ARTICLE
Les jeux de guerre et de bataille
Interdire les jeux de guerre et de bataille ou les permettre? Telle est la question qu’on se pose dans cet article. Depuis que le monde est monde, des conflits non résolus ont engendré des affrontements belliqueux où la violence se manifeste. Ces conflits prennent différentes formes, selon que l’on observe la micro-réalité des familles ou la macro-réalité de la société. Violence conjugale, abus divers, guerres, etc., représentent des phénomènes qui, aujourd’hui, comme par le passé, font la une des communications sociales. De nos jours, ce sont les médias sociaux variés qui nous informent de ce qui se passe dans la société. Une chose est certaine : la violence existe et elle fait des ravages. Nous en sommes témoins à tous les jours!
Les enfants
Dés leur plus jeune âge, les enfants sont témoins d’actes violents, que ce soit dans leur famille même ou dans des images qu’ils perçoivent de la société. Ils savent que la violence existe et que des êtres humains en souffrent. De plus, la recherche du Docteur Richard E. Tremblay démontre que l’agressivité est innée (1). Elle se manifeste concrètement durant l’enfance, en atteignant un apogée entre 2 et 4 ans. Mordre, taper, pousser, etc. en sont des exemples de comportements observables. L’agressivité décline ensuite avec l’apprentissage du langage, le développement du cerveau et le développement des habiletés sociales de résolution de conflits. Intervenir dès la petite enfance pour développer ces habiletés est donc recommandé.
Publicité
Résumons
- Les adultes démontrent des comportements de violence depuis le début des temps.

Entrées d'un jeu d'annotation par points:
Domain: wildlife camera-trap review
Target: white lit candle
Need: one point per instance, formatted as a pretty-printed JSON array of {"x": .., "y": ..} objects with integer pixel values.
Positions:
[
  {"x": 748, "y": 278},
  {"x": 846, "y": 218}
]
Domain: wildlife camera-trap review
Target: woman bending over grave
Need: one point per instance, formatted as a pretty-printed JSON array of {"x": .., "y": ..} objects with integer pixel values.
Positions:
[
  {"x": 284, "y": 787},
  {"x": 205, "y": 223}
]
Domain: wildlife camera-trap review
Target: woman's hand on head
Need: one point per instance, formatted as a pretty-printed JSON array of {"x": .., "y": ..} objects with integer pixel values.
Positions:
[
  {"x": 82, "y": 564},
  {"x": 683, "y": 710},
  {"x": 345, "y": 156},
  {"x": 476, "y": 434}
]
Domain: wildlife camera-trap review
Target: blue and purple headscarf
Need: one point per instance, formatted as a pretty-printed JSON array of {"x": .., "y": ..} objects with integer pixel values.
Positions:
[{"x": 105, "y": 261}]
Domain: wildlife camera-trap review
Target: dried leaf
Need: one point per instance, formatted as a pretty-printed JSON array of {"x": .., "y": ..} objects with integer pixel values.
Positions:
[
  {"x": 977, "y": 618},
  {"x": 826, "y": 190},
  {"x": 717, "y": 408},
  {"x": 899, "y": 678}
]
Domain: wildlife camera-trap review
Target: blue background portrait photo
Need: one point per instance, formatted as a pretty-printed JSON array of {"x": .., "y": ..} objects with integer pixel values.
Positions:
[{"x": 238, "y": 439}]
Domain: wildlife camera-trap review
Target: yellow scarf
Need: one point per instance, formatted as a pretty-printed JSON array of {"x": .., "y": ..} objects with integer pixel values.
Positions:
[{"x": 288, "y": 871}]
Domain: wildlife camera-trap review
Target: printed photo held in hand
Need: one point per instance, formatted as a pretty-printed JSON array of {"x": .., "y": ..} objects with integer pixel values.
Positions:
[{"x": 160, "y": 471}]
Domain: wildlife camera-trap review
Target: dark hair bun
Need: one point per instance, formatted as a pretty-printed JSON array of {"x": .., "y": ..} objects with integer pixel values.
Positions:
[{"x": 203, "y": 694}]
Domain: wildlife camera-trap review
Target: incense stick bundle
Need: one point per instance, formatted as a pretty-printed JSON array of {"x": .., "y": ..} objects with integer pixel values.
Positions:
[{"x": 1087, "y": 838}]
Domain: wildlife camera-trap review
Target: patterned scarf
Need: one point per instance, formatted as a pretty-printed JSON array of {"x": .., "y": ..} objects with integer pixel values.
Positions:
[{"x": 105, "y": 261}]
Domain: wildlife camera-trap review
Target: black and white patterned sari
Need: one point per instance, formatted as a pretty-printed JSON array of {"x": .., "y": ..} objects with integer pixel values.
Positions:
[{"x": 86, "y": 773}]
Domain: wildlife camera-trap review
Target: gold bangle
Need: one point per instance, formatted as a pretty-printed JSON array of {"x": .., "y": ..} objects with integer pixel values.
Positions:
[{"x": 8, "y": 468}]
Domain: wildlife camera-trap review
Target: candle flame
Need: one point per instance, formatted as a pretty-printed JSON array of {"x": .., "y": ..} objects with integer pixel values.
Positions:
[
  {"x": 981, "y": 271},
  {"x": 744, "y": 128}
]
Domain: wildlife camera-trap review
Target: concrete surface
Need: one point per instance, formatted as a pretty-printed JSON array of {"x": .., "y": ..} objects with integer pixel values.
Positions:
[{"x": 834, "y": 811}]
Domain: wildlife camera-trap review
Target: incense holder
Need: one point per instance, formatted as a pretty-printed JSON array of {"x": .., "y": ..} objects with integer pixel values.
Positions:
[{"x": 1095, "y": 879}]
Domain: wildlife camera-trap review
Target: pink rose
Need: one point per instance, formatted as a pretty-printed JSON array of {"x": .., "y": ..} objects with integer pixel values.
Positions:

> _CE QUI EST DEMANDÉ_
1 - Dans l'article sur les jeux de guerre et de bataille, quels comportements observables sont donnés en exemple de l'agressivité chez l'enfant ?
2 - Comptez les lignes des entrées qui contiennent la chaîne « photo ». Ne donnez que ce nombre.

> _CORRIGÉ DÉTAILLÉ_
1 - Mordre, taper, pousser.

2 - 2